## WHAT IS EXPECTED:
Copy the data exactly, pictures aside.

## SOURCE RECORDS:
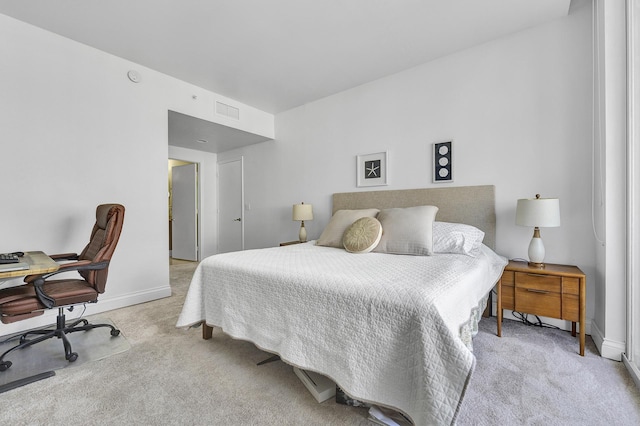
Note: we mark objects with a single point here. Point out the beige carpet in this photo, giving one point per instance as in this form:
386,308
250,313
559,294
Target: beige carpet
49,355
173,377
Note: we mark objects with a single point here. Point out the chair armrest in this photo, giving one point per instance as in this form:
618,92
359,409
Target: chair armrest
64,256
38,281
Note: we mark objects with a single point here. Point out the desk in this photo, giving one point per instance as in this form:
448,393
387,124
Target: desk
39,263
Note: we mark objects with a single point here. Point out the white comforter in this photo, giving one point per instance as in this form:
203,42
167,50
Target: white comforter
384,327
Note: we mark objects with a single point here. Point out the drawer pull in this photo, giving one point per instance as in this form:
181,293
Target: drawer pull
533,290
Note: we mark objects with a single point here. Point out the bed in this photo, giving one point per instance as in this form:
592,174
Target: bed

## OUTPUT OF THE EXERCISE:
Note: we mark objects with a single point here. Point out the beige carpet in this photo, giving one point per instance as in this form:
386,308
250,313
559,294
Target: beige carpet
49,355
173,377
Note: we mark objects with a single point here. Point out the chair armrest in this photo, giving one point per instance as in this form:
618,92
359,409
Target: chair armrest
64,256
38,281
Note: we mark objects with a single point here. Point out the desk in this photo, giving one point per instance as in this form:
448,393
387,124
Target: desk
39,263
Note: we mark objects with a single point here. Point out the white comforter in this photo, giving one point per instance as in this form:
203,42
167,50
Target: white comforter
384,327
Note: we mark objects with a single point here. Point out the drawer pull in this photo, giving one point per instance as in this form:
181,293
Target: drawer pull
533,290
Note: we mark objects with a single point here. Point out the bed in this photo, giving one point per instance as in this form:
592,174
Target: bed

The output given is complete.